▶ ARTICLE:

## Start

# Kioti 3054 won't move.



## rcowartbuilds (Sep 7, 2011)

I've got a 1998 Kioti 3054 that won't engage in any gear. I've gone through the steps on page 43 of owners manual for adjustment but still get no response from tractor. Any help on this problem would be great.


----------



## BelarusBulldog (Feb 19, 2011)

Does your PTO still work? Are your hydraulics working? Bye


----------



## rcowartbuilds (Sep 7, 2011)

BellarussBulldog, yes on the hydraulics, and I think so on the pto. I had my bush hog attached and running. Last used the hydraulics to lift the bush hog up so I could wench the tractor up on the trailer.


----------



## BelarusBulldog (Feb 19, 2011)

If your PTO and hydraulics are working then it's not your clutch. My guess would be gear shift selector fork in top of transmission. Were you using the tractor at the time it stopped shifting? Bye


----------



## rcowartbuilds (Sep 7, 2011)

Yes, I had my backhoe attachment on, I went to load/drive tractor up on trailer, tractor went up the ramp and stopped, rolled back down, never had this happen before, backed up a little & got a running start, tractor went up ramp onto trailer. Got over to the farm, tractor backed or rolled off trailer ( not sure which now) cut the back hoe lose & hooked up bush hog, as I cut grass I noticed each time I stopped tractor took longer and longer to take back off to working speed. It got to the point that if I gave the wheel a little push, tractor would take off. I tried adjusting the length of clutch rod but that has not helped the problem.
I've checked the thickness gauge between the thrust ball bearing and the release levers, if measuring the right spot, are in the allowances.


----------



## BelarusBulldog (Feb 19, 2011)

I could be that the pads on your clutch face plate are worn off or have oil on them. Strange for the rear PTO to still be working! Do you get a burny smell when using? Bye


----------



## rcowartbuilds (Sep 7, 2011)

BelarusBulldog, how much oil is to much? I stuck my finger in the side viewing hole and inserted a paper towel, both had a showing of oil, should the towel come out clean? I did check to make sure the PTO is working, and it is.


----------



## Franklin Howard (Feb 6, 2021)

rcowartbuilds said:


> I've got a 1998 Kioti 3054 that won't engage in any gear. I've gone through the steps on page 43 of owners manual for adjustment but still get no response from tractor. Any help on this problem would be great.


----------



## pogobill (Jan 31, 2012)

Hello Franklin. This thread is ten years old! You have quoted a previous post with now question of your own. Is there something you are trying to ask?


----------

## End

▶ DESCRIPTION OF THE TASK:
Print the tractor thread's passage from "BellarussBulldog, yes on" up to and including "on the trailer.", character for character.

▶ PROVIDED DATA:
## Start

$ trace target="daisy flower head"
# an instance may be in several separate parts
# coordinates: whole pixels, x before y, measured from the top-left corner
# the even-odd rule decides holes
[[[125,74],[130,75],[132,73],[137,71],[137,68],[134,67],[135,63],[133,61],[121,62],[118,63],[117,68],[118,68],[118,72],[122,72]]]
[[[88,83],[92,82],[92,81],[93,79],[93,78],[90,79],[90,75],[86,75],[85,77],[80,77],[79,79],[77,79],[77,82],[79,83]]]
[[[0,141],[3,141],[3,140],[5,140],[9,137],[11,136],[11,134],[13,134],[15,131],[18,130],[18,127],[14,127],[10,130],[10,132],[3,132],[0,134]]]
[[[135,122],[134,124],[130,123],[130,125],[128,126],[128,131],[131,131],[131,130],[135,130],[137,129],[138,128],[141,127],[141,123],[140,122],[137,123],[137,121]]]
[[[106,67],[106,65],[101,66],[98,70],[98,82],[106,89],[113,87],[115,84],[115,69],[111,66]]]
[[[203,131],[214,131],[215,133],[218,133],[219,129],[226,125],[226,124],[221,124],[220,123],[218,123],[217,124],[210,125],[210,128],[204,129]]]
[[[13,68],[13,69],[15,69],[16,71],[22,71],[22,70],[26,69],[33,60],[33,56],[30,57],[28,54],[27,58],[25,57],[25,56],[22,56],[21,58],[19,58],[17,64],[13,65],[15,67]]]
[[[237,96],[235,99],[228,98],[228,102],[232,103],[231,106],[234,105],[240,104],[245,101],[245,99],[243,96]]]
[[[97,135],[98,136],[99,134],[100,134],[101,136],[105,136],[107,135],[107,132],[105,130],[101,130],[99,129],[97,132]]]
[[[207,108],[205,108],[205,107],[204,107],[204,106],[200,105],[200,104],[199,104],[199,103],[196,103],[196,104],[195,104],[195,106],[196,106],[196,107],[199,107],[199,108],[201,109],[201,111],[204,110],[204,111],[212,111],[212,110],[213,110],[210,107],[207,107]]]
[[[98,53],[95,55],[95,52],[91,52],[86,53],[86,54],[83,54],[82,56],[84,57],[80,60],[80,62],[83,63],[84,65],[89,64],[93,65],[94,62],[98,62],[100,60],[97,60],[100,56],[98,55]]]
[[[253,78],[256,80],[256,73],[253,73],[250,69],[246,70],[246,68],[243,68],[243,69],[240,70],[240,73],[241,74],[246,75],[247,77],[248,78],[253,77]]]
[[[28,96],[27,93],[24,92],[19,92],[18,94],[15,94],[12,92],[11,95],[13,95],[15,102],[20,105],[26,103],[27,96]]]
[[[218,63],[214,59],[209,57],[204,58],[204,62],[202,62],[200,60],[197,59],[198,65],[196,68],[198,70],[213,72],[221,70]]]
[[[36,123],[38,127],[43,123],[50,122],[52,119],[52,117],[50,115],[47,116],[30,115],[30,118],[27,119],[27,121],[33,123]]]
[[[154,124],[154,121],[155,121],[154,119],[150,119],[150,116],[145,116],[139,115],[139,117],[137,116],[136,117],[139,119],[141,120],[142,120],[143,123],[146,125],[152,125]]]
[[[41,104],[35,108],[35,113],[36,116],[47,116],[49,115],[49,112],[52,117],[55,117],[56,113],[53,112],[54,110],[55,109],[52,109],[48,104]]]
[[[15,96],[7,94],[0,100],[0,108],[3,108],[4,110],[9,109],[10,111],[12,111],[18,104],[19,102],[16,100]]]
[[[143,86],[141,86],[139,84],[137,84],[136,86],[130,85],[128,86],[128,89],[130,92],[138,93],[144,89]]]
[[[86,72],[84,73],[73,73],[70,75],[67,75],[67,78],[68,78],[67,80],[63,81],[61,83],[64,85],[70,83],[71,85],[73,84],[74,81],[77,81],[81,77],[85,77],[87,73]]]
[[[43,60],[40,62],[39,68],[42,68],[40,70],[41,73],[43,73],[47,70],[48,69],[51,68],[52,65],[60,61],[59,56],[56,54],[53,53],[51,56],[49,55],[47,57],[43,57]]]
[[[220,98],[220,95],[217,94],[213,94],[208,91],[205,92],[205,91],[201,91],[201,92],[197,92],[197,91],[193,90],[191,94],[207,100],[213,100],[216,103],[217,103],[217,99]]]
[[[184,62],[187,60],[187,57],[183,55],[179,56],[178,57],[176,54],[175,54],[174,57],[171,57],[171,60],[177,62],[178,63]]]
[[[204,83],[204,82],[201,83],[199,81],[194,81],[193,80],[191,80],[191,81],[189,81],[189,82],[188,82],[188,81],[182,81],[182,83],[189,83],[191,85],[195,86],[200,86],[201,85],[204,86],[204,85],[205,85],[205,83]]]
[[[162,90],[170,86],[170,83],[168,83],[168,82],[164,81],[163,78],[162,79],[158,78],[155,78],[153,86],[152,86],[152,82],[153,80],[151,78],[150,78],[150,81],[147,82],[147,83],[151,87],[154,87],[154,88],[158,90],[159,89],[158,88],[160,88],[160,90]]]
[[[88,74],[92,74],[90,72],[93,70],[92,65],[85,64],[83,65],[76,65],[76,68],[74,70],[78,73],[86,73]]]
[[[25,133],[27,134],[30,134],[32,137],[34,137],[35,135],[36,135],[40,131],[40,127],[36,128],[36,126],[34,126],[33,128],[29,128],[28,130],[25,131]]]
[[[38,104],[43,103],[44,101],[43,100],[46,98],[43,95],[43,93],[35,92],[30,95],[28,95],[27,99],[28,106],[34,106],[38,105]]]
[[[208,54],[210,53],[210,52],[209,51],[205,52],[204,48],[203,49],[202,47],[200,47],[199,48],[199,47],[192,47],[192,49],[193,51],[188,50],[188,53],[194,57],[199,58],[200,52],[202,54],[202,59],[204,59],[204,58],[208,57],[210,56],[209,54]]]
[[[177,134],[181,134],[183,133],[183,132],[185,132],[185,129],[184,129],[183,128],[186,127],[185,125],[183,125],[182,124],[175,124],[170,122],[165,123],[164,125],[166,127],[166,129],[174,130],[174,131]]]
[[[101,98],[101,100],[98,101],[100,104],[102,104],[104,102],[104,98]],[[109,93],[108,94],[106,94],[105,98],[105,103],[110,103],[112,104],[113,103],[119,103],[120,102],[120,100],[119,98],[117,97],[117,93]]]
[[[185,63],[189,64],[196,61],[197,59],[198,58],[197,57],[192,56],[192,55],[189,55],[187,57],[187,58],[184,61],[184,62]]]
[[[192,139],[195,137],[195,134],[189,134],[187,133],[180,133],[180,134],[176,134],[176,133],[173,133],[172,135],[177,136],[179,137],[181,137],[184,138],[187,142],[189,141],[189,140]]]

## End

▶ ANSWER TO THIS PROBLEM:
BellarussBulldog, yes on the hydraulics, and I think so on the pto. I had my bush hog attached and running. Last used the hydraulics to lift the bush hog up so I could wench the tractor up on the trailer.